___ 展示文本 ___

中文分析器IK
分析器的执行过程:
从reader字符流开始,创建一个基于reader的tokenizer分词器,经过三个tokenfilter生成tokerns.
其他分词器:StandardAnalyzer/CJKAnalyzer
SmartChineseAnalyzer
IK Analyze下载地址:https://code.google.com/archive/p/ik-analyzer/downloads
IK Analyze对中文分词的效果不错,而且可以用停用词/扩展字典来扩展.
Analyzer analyzer = new IKAnalyzer();
TokenStream tokenStream = analyzer.tokenStream("test",
"需要测试的数据");
CharTermAttribute charTermAttribute = tokenStream.addAttribute(CharTermAttribute.class);
OffsetAttribute offsetAttribute = tokenStream.addAttribute(OffsetAttribute.class);
tokenStream.reset();
while (tokenStream.incrementToken()) {
System.out.println("start->" + offsetAttribute.startOffset());
System.out.println(charTermAttribute);
System.out.println("end->" + offsetAttribute.endOffset());
}
tokenStream.close();
分析器的使用时机
进行搜索时,当输入让关键字域文档域内容包含词进行皮对时需要用分析器对域内容进行分析生成词汇单元.
先创建索引,将文档对象先放入索引库,然后对文档对象进行分词,再将分词term放入索引库.
搜索使用的分词器要与索引的分析器一致.
全删除
Directory directory = FSDirectory.open(new File("索引库地址"));
Analyzer analyzer = new StandardAnalyzer();// 官方推荐
IndexWriterConfig config = new IndexWriterConfig(Version.LATEST, analyzer);
IndexWriter indexWriter = new IndexWriter(directory, config);
indexWriter.deleteAll();
indexWriter.close();
根据条件删除
Directory directory = FSDirectory.open(new File("索引库地址"));
Analyzer analyzer = new StandardAnalyzer();// 官方推荐
IndexWriterConfig config = new IndexWriterConfig(Version.LATEST, analyzer);
IndexWriter indexWriter = new IndexWriter(directory, config);
Query query = new TermQuery(new Term("fileName","apache"));
indexWriter.deleteDocuments(query);
indexWriter.close();
修改:
Document doc = new Document();
doc.add(new TextField("file", "测试文件名",Store.YES));
// doc.add(new TextField("fileC", "测试文件内容",Store.YES));
indexWriter.updateDocument(new Term("fileName","lucene"), doc, new IKAnalyzer());
indexWriter.close();
查询所有:
Query query = new MatchAllDocsQuery();
TopDocs topDocs = indexSearcher.search(query, 10);
ScoreDoc[] scoreDocs = topDocs.scoreDocs;
for (ScoreDoc scoreDoc : scoreDocs) {}
按照数值范围:
Query query = NumericRangeQuery.newLongRange("fileSize", 47L, 200L, false, true);
组合条件:
BooleanQuery booleanQuery = new BooleanQuery();
Query query1 = new TermQuery(new Term("fileName","apache"));
Query query2 = new TermQuery(new Term("fileName","lucene"));
// select * from user where id =1 or name = 'safdsa'
booleanQuery.add(query1, Occur.MUST);
booleanQuery.add(query2, Occur.SHOULD);
组合查询条件:
Query query1 = new TermQuery(new Term("fileName","apache"));
Query query2 = new TermQuery(new Term("fileName","lucene"));
// select * from user where id =1 or name = 'safdsa'
booleanQuery.add(query1, Occur.MUST);
booleanQuery.add(query2, Occur.SHOULD);
条件解释的对象查询:
QueryParser queryParser = new QueryParser("fileName",new IKAnalyzer());
Query query = queryParser.parse("fileName:lucene is apache OR fileContent:lucene is apache");
多个默认域:
String[] fields = {"fileName","fileContent"};
MultiFieldQueryParser queryParser = new MultiFieldQueryParser(fields,new IKAnalyzer());
Query query = queryParser.parse("lucene is apache");

___ 所给数据 ___

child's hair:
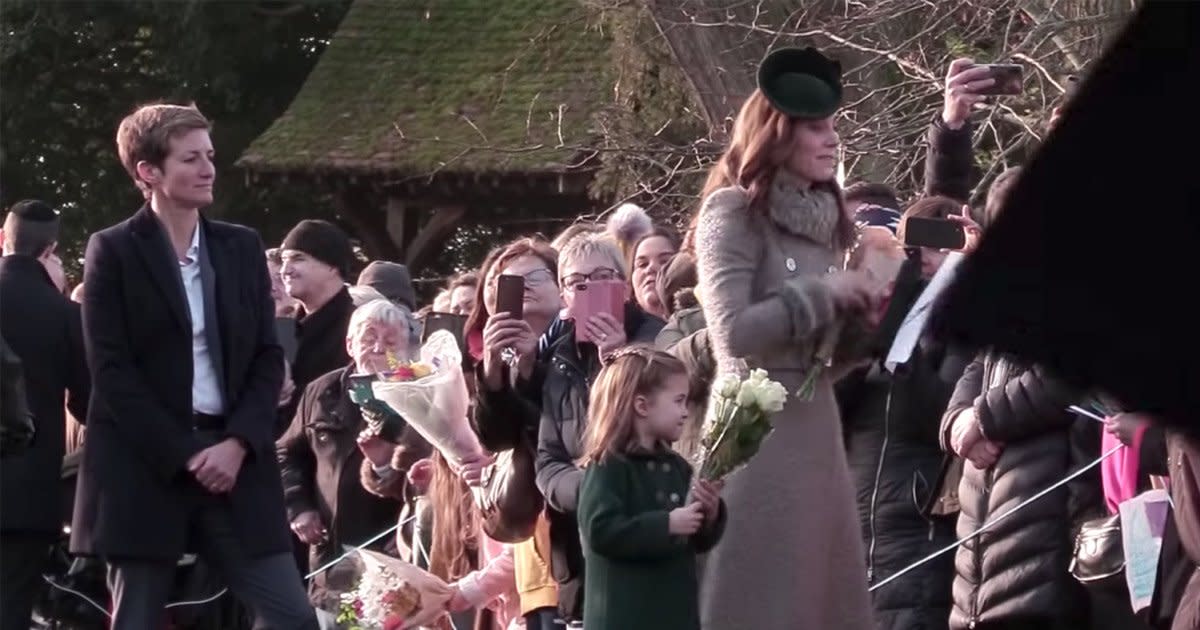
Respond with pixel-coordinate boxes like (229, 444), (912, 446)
(426, 449), (480, 582)
(578, 344), (688, 467)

___

### [任务目标 A]
请列出展示文本中出现的全部具体分析器类名，即名称以Analyzer结尾的类名，Analyzer本身不计在内。
### [任务目标 B]
请依据展示文本回答以下问题：
(i) 搜索使用的分词器应当与什么保持一致？
(ii) “按照数值范围”一节的查询针对的是哪个域？
(iii) “多个默认域”一节中，fields数组包含哪两个域？
### [任务目标 C]
请从展示文本中摘录自“其他分词器:StandardAnalyzer/CJKAnalyzer”起、一直到“IK Analyze对中文分词的效果不错,而且可以用停用词/扩展字典来扩展.”为止的全部内容，一字不改。
所给数据与展示文本之间并无关联。

### [任务答案 A]
IKAnalyzer
StandardAnalyzer
CJKAnalyzer
SmartChineseAnalyzer

### [任务答案 B]
(i) 索引的分析器。
(ii) fileSize。
(iii) fileName和fileContent。

### [任务答案 C]
其他分词器:StandardAnalyzer/CJKAnalyzer
SmartChineseAnalyzer
IK Analyze下载地址:https://code.google.com/archive/p/ik-analyzer/downloads
IK Analyze对中文分词的效果不错,而且可以用停用词/扩展字典来扩展.